• Requirement:
Copy out every line below without alteration.

[Stored items from a collection]

####################

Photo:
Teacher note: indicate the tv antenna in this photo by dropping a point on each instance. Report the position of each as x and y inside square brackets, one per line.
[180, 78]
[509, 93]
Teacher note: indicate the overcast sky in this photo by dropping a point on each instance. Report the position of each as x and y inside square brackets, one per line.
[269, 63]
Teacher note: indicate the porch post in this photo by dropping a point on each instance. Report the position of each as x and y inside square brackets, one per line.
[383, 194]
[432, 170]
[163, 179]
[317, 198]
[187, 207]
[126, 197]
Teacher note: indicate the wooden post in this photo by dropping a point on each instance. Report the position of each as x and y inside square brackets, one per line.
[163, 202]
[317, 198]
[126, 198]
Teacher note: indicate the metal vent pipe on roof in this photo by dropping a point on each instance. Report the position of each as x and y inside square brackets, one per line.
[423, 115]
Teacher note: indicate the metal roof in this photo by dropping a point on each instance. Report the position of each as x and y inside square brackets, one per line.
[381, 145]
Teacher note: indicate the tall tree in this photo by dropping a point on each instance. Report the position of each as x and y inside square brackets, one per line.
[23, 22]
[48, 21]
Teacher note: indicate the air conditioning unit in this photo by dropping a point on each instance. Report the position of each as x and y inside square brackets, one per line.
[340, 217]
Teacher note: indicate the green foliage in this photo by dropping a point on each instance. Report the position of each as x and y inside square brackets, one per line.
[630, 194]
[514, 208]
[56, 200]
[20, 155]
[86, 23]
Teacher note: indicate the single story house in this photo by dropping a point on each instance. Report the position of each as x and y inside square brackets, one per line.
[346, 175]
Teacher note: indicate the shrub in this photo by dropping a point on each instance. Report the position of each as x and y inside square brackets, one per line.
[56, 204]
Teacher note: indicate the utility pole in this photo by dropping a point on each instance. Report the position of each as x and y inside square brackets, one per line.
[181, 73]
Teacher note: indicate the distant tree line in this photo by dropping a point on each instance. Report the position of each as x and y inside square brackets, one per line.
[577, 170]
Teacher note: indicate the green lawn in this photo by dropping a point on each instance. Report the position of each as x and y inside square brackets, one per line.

####################

• Response area:
Photo:
Teacher note: indicate the tv antenna in this photo by dropping a point on each instance. Report the position of each as x and y inside square brackets, one per line.
[180, 78]
[509, 93]
Teacher note: indicate the overcast sky in this photo by dropping a point on each instance. Report the position of each as x and y inside square brackets, one per line.
[269, 63]
Teacher note: indicate the porch post in this photo by dropping a point on each instance. Report the position of each as x and y inside square brackets, one per line.
[383, 194]
[432, 170]
[163, 179]
[317, 198]
[187, 207]
[126, 197]
Teacher note: indicate the wooden post in this photo by dropping a point on each instance. Report the position of each as x and y inside square brackets, one per line.
[163, 202]
[317, 198]
[126, 198]
Teacher note: indicate the metal vent pipe on roof in this photo by dropping a point on each instance. Report the position of each as x and y inside square brackets, one per line.
[423, 115]
Teacher note: indicate the metal roof in this photo by dropping a point on each instance. Report the position of each as x and y inside square brackets, one per line.
[381, 145]
Teacher note: indicate the tall tree in this photo by dropping a point on each instance. Report the position of each as x and y inside square brackets, one per line.
[23, 22]
[48, 21]
Teacher note: indicate the air conditioning unit in this photo by dropping a point on each instance. Report the position of each as x and y inside square brackets, one per line.
[340, 217]
Teacher note: indicate the green foliage in this photo by dropping a point on each instance. Report the position of each as x and y inside square brackets, one per line.
[630, 194]
[514, 208]
[56, 200]
[20, 155]
[86, 23]
Teacher note: indicate the single story house in this photo by dropping a point on each instance. Report the position of each as x and y inside square brackets, one per line.
[346, 175]
Teacher note: indicate the shrub in this photo by dropping a point on each instance. Report the position of each as x and y inside square brackets, one per line.
[56, 204]
Teacher note: indicate the utility pole in this photo by dropping a point on each instance. Report the position of each as x and y inside square brackets, one per line.
[181, 73]
Teacher note: indicate the distant tree line in this photo by dropping a point on each instance. Report the position of each as x and y inside square brackets, one per line.
[577, 170]
Teacher note: indicate the green lawn in this photo by dropping a point on each instance. Report the position of each as x and y inside square brackets, one per line.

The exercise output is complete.